The Court must next consider whether this is an “exceptional” case in which the “exorbitant application of a generally sound rule renders the state ground inadequate to stop consideration of a federal question.” Lee, 534 U.S. at 376. Under an analysis of the Cotto factors, the Court finds the Appellate Division's application of the rule was not exorbitant.
The first consideration under Cotto is whether the trial court “actually relied on” the procedural default. Here, it is “meaningless to ask whether the alleged procedural violation was actually relied on in the trial court-the violation only first occurred when defendant raised an argument on appeal that he had not raised earlier.” See Garvey, 485 F.3d at 719. Indeed, had the contemporaneous objection rule been complied with, the trial court would have had the opportunity to directly address the legal sufficiency claim that Wade raises here. This factor is thus “less applicable in this case because the lack of a contemporaneous objection would not, almost by definition, be mentioned by the trial court.” Cotto, 331 F.3d at 242; see, e.g., Kozlowski v. Hulihan, 511 Fed.Appx. 21, 26 (2d Cir. 2013) (“[W]e are not now in a position to opine on what that court might have done in the hypothetical circumstance that petitioners had advanced their constitutional argument.”).
The second Cotto factor-whether New York law requires compliance with the rule in the circumstances presented-weighs in favor of finding the state court's decision adequate. New York courts have long held that to preserve a challenge to the legal sufficiency of a conviction under Section 470.05(2), a defendant must move for a trial order of dismissal, and “specifically direct[]” the trial court's attention to the error being urged. See, e.g., People v. Hawkins, 11 N.Y.3d 484, 492 (2008) (citing People v Hines, 97 N.Y.2d 56, 62 (2001)), People v Gray, 86 N.Y.2d 10, 19 (1995)); see also Bowman v. Racette, No. 12-CV-4153 (LTS) (SN), 2015 WL 1787130, at *30 (S.D.N.Y. Apr. 20, 2015) (finding challenge to sufficiency of the evidence barred from habeas review because the Appellate Division found it unpreserved, and noting that the “failure to object at trial when required by New York's contemporaneous objection rule, C.P.L. § 470.05(2), is an adequate and independent state ground”).
==============================
[Directions]
• a. Reproduce the stretch of the court opinion from "The Court must" through "was not exorbitant.".
• b. Switch "apartment building" to "residential building" throughout the entries, keeping everything else in them unchanged.
The court opinion and the entries after it are unrelated material.

[Extracted data]
==============================
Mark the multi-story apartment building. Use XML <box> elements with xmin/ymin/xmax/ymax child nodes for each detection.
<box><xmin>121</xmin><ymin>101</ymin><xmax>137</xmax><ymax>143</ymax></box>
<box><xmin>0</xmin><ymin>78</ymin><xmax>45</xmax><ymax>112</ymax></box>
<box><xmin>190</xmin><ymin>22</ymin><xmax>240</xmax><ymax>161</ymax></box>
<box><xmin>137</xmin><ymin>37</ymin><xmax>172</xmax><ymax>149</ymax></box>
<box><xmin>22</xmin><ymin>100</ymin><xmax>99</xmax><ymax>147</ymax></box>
==============================
[Responses in order]
• a.
The Court must next consider whether this is an “exceptional” case in which the “exorbitant application of a generally sound rule renders the state ground inadequate to stop consideration of a federal question.” Lee, 534 U.S. at 376. Under an analysis of the Cotto factors, the Court finds the Appellate Division's application of the rule was not exorbitant.

• b.
Mark the multi-story residential building. Use XML <box> elements with xmin/ymin/xmax/ymax child nodes for each detection.
<box><xmin>121</xmin><ymin>101</ymin><xmax>137</xmax><ymax>143</ymax></box>
<box><xmin>0</xmin><ymin>78</ymin><xmax>45</xmax><ymax>112</ymax></box>
<box><xmin>190</xmin><ymin>22</ymin><xmax>240</xmax><ymax>161</ymax></box>
<box><xmin>137</xmin><ymin>37</ymin><xmax>172</xmax><ymax>149</ymax></box>
<box><xmin>22</xmin><ymin>100</ymin><xmax>99</xmax><ymax>147</ymax></box>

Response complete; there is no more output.